Yapılacak görev: Aşağıdaki satırlardan "the blue patterned" ifadesini içeren satırla açılıp "[1081, 422]" ifadesini içeren satırla kapanan bölümü, iki uç satır da dahil, hiçbir satırı atlamadan yeniden yaz. Bu sırada cevaplardaki her koordinat sayısına -73 ekle.

::: Veri listesi

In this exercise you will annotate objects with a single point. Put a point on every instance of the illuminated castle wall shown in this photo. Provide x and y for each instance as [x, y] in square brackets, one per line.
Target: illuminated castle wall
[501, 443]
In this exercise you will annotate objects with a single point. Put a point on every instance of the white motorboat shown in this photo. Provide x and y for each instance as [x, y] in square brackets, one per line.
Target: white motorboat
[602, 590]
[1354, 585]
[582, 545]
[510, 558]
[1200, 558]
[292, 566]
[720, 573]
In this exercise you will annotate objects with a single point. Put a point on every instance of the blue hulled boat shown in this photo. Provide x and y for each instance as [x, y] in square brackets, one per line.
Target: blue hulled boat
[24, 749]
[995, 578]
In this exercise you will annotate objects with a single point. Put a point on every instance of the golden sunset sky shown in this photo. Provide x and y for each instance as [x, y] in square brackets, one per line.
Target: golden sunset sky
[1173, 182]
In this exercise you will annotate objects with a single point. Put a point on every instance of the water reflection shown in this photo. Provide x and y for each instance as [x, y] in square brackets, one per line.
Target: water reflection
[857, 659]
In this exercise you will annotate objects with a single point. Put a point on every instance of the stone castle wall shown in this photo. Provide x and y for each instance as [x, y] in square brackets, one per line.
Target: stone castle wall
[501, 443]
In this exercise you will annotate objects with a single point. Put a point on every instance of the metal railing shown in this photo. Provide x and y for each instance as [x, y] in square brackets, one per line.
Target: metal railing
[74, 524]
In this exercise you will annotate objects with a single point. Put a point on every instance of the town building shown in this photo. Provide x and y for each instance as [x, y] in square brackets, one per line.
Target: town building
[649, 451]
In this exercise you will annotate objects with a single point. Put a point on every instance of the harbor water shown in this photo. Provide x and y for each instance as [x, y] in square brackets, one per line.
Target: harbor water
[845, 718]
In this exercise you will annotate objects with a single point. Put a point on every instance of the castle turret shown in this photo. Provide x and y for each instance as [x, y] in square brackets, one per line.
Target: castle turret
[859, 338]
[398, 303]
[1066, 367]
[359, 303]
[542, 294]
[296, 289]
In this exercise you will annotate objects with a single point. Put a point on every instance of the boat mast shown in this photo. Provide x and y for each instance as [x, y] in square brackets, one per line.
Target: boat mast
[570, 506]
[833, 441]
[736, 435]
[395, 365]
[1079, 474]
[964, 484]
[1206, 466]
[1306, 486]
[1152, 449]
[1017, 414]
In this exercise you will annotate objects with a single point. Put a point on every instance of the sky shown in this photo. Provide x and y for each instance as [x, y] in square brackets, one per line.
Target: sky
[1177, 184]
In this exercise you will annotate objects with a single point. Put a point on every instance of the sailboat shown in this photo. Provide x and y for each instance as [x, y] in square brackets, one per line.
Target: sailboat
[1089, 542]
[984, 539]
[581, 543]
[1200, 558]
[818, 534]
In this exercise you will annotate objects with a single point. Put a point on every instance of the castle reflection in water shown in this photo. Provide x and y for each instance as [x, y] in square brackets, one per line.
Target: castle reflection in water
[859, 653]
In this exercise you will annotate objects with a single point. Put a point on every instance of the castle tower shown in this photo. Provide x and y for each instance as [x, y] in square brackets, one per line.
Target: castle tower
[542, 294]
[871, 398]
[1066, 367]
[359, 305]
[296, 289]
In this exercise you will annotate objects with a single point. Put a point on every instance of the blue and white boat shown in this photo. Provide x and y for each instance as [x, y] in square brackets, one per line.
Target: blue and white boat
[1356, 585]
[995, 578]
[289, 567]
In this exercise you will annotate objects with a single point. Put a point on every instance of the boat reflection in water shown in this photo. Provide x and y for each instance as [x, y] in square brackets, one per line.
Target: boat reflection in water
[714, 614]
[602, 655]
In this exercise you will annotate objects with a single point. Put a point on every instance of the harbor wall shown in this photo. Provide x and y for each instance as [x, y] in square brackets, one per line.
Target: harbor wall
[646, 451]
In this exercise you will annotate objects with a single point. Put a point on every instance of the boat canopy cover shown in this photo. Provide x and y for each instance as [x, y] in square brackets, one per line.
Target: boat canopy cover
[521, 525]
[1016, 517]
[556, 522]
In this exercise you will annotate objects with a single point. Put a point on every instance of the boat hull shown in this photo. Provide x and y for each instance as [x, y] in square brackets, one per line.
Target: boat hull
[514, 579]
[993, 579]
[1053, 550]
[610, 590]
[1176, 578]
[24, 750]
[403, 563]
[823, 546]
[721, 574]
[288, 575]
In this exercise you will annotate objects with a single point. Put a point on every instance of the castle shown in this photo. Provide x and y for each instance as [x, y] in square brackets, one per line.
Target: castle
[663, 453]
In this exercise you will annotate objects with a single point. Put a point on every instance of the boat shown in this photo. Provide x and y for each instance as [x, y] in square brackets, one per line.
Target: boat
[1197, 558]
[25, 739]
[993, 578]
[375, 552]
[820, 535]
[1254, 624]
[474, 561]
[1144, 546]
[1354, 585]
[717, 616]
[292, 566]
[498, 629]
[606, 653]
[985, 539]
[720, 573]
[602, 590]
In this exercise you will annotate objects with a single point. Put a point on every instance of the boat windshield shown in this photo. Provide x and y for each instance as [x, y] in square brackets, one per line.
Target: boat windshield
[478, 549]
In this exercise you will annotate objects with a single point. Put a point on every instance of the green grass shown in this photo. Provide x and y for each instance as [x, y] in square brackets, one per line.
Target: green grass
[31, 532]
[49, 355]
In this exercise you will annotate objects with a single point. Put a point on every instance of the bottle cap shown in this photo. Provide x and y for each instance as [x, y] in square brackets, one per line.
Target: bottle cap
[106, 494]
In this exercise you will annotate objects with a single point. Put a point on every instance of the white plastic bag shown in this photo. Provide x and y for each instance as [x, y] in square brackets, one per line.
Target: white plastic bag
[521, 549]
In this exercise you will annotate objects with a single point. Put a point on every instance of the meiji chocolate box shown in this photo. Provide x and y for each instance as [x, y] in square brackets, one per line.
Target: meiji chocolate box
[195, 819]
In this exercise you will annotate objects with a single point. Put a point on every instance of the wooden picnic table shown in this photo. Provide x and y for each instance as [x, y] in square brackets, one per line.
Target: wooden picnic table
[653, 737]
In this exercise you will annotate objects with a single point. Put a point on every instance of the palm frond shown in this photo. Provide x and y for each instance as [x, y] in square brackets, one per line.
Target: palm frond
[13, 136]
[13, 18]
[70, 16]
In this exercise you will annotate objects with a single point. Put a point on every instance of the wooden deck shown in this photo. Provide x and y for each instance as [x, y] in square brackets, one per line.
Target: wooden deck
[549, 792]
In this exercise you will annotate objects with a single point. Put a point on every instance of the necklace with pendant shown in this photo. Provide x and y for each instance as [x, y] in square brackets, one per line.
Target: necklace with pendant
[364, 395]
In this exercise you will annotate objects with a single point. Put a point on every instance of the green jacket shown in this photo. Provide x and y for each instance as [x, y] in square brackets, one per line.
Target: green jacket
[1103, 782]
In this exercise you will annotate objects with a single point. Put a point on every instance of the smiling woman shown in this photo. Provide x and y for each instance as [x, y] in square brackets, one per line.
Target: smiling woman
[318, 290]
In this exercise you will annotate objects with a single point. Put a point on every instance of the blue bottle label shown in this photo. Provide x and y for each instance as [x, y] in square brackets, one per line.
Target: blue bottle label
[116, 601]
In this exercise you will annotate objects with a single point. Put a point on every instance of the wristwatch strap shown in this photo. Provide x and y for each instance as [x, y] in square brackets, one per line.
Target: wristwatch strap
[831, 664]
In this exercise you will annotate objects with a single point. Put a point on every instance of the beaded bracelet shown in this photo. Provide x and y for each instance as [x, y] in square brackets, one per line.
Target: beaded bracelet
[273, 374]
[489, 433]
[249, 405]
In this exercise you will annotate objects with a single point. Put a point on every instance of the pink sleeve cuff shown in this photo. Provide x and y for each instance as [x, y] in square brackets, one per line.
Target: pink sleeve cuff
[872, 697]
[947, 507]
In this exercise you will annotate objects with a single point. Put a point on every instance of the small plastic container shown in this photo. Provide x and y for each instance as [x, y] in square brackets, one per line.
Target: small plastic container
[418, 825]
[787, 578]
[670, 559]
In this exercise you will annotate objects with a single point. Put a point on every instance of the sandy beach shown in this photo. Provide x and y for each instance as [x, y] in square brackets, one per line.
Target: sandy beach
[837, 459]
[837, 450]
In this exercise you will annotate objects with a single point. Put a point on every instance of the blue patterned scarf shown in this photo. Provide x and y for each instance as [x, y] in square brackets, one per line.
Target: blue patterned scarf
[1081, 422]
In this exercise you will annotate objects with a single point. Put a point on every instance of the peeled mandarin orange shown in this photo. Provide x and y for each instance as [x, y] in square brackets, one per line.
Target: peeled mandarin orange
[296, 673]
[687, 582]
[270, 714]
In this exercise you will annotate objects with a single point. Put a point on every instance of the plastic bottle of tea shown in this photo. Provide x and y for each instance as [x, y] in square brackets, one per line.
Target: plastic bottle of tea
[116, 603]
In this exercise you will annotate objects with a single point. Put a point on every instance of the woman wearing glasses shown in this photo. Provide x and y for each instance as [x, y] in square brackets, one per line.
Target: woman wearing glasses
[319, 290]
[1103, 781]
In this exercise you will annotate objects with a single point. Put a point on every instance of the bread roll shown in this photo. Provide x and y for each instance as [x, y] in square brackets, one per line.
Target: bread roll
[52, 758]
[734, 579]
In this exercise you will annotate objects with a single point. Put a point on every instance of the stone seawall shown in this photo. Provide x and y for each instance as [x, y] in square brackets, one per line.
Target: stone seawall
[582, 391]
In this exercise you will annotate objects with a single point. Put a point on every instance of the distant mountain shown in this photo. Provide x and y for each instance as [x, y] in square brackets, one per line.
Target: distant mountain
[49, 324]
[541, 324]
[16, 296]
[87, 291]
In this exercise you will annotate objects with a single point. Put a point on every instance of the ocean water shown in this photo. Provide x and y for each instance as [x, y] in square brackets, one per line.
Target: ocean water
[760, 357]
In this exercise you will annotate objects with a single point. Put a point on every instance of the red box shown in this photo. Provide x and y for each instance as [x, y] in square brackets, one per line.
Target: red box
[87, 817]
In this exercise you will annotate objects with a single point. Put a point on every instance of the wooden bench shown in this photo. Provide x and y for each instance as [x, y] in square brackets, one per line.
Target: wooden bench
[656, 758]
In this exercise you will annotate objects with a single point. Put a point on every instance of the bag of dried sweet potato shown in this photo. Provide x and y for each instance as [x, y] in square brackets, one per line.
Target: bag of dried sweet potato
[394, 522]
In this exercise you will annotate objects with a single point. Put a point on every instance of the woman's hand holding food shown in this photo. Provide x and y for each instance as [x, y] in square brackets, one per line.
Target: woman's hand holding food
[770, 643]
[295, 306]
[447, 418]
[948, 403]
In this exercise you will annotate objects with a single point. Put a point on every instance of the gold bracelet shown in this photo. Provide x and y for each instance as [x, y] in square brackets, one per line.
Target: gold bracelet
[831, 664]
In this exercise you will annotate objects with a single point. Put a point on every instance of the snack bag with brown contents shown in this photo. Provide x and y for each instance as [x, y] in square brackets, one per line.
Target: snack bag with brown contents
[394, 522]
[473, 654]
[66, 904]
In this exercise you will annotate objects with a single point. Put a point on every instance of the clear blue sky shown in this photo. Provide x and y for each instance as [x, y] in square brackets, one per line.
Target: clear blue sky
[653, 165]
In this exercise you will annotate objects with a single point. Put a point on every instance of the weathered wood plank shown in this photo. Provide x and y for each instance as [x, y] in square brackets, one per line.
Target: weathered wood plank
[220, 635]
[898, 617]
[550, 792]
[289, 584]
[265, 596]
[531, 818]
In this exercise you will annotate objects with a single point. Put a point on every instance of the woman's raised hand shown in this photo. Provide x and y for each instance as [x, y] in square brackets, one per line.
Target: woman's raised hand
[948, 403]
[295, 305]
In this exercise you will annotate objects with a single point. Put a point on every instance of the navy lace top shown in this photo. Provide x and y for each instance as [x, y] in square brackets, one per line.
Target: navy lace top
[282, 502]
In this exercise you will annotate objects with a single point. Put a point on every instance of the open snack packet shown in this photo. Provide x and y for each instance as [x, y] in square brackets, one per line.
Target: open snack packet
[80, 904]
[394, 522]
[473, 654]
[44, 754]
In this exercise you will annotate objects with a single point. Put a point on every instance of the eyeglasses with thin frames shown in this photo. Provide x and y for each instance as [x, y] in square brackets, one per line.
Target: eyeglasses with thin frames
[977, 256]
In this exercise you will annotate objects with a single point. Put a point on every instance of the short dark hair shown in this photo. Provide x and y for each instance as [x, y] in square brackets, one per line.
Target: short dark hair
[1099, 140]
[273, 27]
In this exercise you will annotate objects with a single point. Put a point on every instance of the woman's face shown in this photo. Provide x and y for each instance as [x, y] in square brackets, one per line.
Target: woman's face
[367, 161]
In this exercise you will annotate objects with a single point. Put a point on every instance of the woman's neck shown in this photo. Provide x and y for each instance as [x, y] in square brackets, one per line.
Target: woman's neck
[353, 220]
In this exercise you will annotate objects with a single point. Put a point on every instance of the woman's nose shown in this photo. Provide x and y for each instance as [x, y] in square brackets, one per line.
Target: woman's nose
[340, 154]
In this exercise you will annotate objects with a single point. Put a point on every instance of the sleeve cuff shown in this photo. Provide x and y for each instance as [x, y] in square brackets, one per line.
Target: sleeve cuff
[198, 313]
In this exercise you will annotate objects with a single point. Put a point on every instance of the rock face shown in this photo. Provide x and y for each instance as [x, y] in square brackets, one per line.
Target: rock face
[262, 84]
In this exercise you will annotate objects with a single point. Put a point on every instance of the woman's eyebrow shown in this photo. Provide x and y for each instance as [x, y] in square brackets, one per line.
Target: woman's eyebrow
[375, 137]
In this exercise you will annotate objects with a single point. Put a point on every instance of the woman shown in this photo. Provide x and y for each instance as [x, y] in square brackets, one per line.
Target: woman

::::::

Alıştırma sonucu:
In this exercise you will annotate objects with a single point. Put a point on every instance of the blue patterned scarf shown in this photo. Provide x and y for each instance as [x, y] in square brackets, one per line.
Target: blue patterned scarf
[1008, 349]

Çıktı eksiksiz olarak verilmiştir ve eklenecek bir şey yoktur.